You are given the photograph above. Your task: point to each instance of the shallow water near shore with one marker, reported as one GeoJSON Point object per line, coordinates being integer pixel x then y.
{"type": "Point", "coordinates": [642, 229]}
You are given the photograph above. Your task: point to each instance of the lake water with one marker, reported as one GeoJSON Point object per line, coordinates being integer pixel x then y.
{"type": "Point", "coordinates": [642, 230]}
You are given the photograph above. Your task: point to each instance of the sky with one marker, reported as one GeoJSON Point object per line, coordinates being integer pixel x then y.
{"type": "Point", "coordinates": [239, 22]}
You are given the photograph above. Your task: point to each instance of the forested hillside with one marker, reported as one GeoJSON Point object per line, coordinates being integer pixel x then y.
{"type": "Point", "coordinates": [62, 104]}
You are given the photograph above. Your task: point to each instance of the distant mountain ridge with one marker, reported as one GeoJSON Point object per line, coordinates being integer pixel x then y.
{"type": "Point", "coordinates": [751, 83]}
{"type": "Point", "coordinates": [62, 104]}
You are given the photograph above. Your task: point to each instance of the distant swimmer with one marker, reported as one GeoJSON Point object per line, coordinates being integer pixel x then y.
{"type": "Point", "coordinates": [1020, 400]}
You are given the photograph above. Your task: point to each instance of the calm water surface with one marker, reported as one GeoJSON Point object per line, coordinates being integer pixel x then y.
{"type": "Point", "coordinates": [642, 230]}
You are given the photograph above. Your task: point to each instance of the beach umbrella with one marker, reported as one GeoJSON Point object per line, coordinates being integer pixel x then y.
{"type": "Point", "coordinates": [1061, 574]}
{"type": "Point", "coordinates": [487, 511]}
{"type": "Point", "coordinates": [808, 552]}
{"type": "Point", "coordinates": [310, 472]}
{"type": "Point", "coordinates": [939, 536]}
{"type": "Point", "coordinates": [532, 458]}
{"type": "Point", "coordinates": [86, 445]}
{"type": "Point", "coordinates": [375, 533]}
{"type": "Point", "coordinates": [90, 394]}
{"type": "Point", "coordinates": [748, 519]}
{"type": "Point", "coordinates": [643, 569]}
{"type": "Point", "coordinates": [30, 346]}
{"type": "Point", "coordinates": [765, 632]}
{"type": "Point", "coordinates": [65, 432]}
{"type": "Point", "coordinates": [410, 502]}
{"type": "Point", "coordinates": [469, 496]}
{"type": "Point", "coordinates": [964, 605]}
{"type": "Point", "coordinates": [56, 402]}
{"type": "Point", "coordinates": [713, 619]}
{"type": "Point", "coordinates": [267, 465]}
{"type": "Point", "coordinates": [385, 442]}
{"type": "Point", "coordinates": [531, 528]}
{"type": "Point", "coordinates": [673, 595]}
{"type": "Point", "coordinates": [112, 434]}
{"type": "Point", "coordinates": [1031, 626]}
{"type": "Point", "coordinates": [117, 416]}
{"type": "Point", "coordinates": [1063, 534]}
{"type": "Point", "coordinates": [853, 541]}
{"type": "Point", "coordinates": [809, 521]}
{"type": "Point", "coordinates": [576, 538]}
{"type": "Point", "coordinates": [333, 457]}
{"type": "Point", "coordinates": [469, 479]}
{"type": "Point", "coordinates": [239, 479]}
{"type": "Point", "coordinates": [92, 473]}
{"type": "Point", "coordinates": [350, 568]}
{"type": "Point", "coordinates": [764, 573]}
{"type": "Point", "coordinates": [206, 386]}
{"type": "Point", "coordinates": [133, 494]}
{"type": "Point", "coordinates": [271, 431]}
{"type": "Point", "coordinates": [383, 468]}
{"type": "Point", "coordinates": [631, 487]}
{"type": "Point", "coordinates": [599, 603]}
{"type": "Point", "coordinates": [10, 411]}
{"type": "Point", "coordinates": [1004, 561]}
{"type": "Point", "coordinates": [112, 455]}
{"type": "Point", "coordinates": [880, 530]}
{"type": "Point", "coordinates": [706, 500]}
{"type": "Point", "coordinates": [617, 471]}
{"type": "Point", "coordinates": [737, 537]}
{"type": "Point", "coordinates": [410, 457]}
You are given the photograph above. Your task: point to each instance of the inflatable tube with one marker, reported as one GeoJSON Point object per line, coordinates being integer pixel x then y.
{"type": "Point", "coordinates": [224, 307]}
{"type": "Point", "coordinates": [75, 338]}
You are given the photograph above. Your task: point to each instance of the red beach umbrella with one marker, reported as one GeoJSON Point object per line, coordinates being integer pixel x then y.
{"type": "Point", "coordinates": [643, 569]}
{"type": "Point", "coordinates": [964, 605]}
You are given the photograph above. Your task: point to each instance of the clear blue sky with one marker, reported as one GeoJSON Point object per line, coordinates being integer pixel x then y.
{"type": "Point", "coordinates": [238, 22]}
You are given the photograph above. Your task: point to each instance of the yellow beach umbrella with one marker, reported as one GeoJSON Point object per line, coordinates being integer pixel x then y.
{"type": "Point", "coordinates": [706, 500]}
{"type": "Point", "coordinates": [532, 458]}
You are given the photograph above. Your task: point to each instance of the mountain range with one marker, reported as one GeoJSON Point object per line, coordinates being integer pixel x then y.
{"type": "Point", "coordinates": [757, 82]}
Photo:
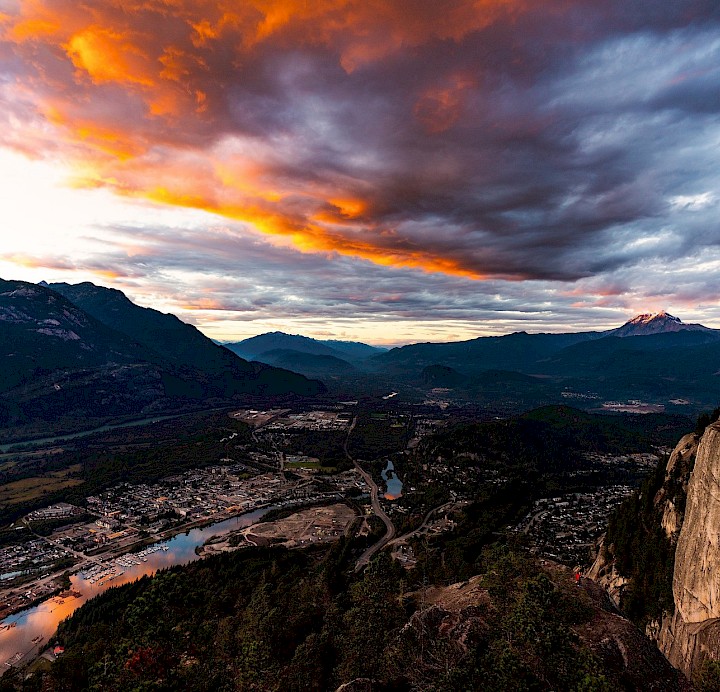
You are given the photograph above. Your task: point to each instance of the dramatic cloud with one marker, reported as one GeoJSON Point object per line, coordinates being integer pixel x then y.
{"type": "Point", "coordinates": [564, 152]}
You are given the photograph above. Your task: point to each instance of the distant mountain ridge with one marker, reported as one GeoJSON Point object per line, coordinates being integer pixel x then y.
{"type": "Point", "coordinates": [654, 323]}
{"type": "Point", "coordinates": [256, 346]}
{"type": "Point", "coordinates": [81, 353]}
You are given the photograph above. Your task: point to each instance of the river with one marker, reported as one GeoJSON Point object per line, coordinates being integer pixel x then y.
{"type": "Point", "coordinates": [42, 620]}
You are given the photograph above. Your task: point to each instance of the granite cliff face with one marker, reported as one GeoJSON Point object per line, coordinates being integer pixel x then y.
{"type": "Point", "coordinates": [692, 634]}
{"type": "Point", "coordinates": [668, 510]}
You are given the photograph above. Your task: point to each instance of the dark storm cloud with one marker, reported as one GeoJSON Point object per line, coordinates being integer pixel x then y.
{"type": "Point", "coordinates": [504, 140]}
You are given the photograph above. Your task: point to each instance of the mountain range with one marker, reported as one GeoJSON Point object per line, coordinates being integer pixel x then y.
{"type": "Point", "coordinates": [312, 357]}
{"type": "Point", "coordinates": [74, 354]}
{"type": "Point", "coordinates": [654, 357]}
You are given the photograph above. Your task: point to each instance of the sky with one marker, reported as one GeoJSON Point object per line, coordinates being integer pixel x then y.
{"type": "Point", "coordinates": [389, 172]}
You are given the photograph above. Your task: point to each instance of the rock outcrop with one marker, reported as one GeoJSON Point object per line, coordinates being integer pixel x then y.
{"type": "Point", "coordinates": [692, 634]}
{"type": "Point", "coordinates": [669, 510]}
{"type": "Point", "coordinates": [671, 497]}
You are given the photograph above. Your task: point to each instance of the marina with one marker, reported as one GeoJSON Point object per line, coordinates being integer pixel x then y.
{"type": "Point", "coordinates": [23, 634]}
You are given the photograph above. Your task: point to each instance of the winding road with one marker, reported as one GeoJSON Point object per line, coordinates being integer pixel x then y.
{"type": "Point", "coordinates": [375, 501]}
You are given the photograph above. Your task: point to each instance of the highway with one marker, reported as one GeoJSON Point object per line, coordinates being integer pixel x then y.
{"type": "Point", "coordinates": [375, 501]}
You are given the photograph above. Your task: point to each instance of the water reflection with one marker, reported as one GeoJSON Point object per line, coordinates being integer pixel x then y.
{"type": "Point", "coordinates": [27, 633]}
{"type": "Point", "coordinates": [393, 485]}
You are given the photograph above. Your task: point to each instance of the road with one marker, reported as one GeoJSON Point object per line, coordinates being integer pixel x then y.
{"type": "Point", "coordinates": [422, 526]}
{"type": "Point", "coordinates": [375, 502]}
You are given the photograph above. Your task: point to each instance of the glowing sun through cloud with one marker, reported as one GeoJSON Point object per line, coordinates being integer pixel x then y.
{"type": "Point", "coordinates": [537, 160]}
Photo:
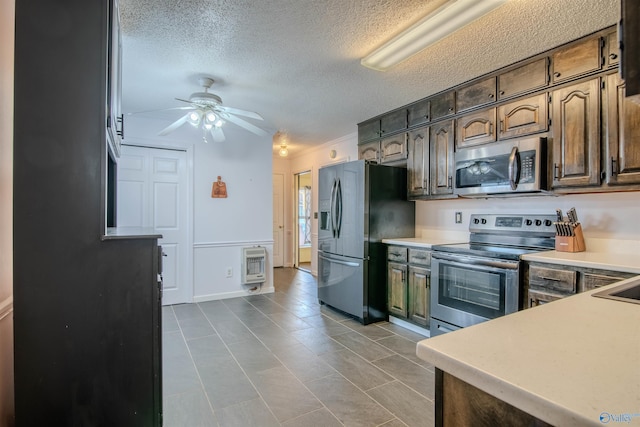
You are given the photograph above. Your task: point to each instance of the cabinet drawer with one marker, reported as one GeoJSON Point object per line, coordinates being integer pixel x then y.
{"type": "Point", "coordinates": [552, 279]}
{"type": "Point", "coordinates": [397, 254]}
{"type": "Point", "coordinates": [476, 128]}
{"type": "Point", "coordinates": [523, 79]}
{"type": "Point", "coordinates": [523, 117]}
{"type": "Point", "coordinates": [418, 113]}
{"type": "Point", "coordinates": [538, 298]}
{"type": "Point", "coordinates": [477, 94]}
{"type": "Point", "coordinates": [577, 59]}
{"type": "Point", "coordinates": [419, 257]}
{"type": "Point", "coordinates": [443, 105]}
{"type": "Point", "coordinates": [393, 148]}
{"type": "Point", "coordinates": [369, 151]}
{"type": "Point", "coordinates": [595, 280]}
{"type": "Point", "coordinates": [393, 122]}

→ **WORK TASK**:
If the records contain pictures, skip them, and transcribe exactly every line from the one with "of the glowing" through the last line.

→ **TASK ANSWER**:
You are given the photograph above. Your task: point to each instance of the glowing sun through cloud with one marker, reported as one GeoJSON Point object per line, coordinates being integer pixel x then y.
{"type": "Point", "coordinates": [537, 160]}
Photo:
You are given the photograph above. Your task: point to each instance of the cabinet drawer with one marker, reported as one GeoJSON Point object per line, coordinates being integer pixel x then y.
{"type": "Point", "coordinates": [552, 279]}
{"type": "Point", "coordinates": [397, 254]}
{"type": "Point", "coordinates": [476, 128]}
{"type": "Point", "coordinates": [523, 79]}
{"type": "Point", "coordinates": [523, 117]}
{"type": "Point", "coordinates": [418, 113]}
{"type": "Point", "coordinates": [538, 298]}
{"type": "Point", "coordinates": [477, 94]}
{"type": "Point", "coordinates": [577, 59]}
{"type": "Point", "coordinates": [419, 257]}
{"type": "Point", "coordinates": [443, 105]}
{"type": "Point", "coordinates": [393, 148]}
{"type": "Point", "coordinates": [369, 151]}
{"type": "Point", "coordinates": [595, 280]}
{"type": "Point", "coordinates": [393, 122]}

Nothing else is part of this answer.